Hove’s Drift is a name given to an area where an ox wagon road to Nijlstroom crossed the Apies River to the north of Pretoria during the second half of the 19th century.

The name is derived from Theodore Hermanus Hove, who was a son of a German soldier from Pomerania who was brought to Stutterheim in the Eastern Cape by the British during the 19th century.
Theodore settled in Pretoria where six references to him appeared in newspapers and documents under the names Hove, nine as Von dem Hove, eight as Van den Hove, four as Von der Hove and one as Von den Hove.

Eric Bolsmann’s oil painting of Hove’s Drift

Hove’s first known residence was a house on Church Square that originally belonged to
MW Pretorius. Hove rented the entire house in 1873 and sublet various rooms to government departments, which included Pretoria’s first post office.

In 1877, the year when the municipal board was formed, Hove became a member of the board.
On 1 April 1878 the central section of his house was transferred to him and a year later his wife, Hermine, bore him a son. The boy died at the age of four in 1882 and a daughter was born during the same year.

This Pretoriana picture was submitted to ‘Pretoria News’ by FH Beyers of Ben Viljoen Street, Pretoria North in 1988

At that time Hove lived on a plot at the northern part of Pretoria, which was separated from Eddie Meintjes’ property by a road crossing the Apies River towards Nijlstroom. On maps no bridge was indicated, which means that the ox wagons had to go through the river at a point that was to become known as Hove’s Drift.

STATED GOAL A:
Answer these from the Hove's Drift text, one answer per line, marked to match:
(i) Which river did the ox wagon road to Nijlstroom cross?
(ii) In what year did Hove rent the entire house on Church Square?
(iii) What was the name of Hove's wife?
STATED GOAL B: Write the next part of the Hove's Drift text, picking up after its final sentence.

MATERIAL SHOWN:
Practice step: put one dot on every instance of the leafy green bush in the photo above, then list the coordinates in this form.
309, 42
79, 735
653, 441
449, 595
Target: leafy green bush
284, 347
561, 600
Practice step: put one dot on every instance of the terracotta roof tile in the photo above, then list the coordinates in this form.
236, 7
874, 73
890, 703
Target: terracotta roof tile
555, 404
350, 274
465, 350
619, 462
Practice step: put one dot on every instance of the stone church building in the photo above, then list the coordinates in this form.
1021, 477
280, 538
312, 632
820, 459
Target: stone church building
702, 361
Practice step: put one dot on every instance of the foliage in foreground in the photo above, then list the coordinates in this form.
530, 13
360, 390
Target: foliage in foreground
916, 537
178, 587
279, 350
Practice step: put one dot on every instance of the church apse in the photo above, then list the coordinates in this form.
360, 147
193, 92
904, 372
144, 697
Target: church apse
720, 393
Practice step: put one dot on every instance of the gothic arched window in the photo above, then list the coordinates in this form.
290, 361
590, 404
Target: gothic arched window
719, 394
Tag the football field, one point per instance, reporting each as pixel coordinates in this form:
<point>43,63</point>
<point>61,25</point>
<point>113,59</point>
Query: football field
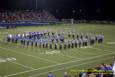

FINAL ANSWER A:
(i) The Apies River
(ii) 1873
(iii) Hermine

FINAL ANSWER B:
Hove was mentioned as having owned two mills, one in the vicinity of Hove’s Drift and the other further down close to Marabastad. With no male descendant to carry on the name, no further details about this pioneer Pretoria family are known.

The same area in 1988
Photo: ‘Pretoria News’: 1988-02-26

On a street name board next to Prinshof Street the name Theodore Hove can be seen. This name reminds us of Hove’s son who was buried in the Pretoria cemetery.

The pyramid-shape hill seen in the painting is Meintjeskop on which the Union Buildings were later erected.

Both Henk Pierneef, who lived close to Hove’s Drift, and Pieter Wenning painted numerous views of Meintjeskop from the same vantage point early during the 20th century.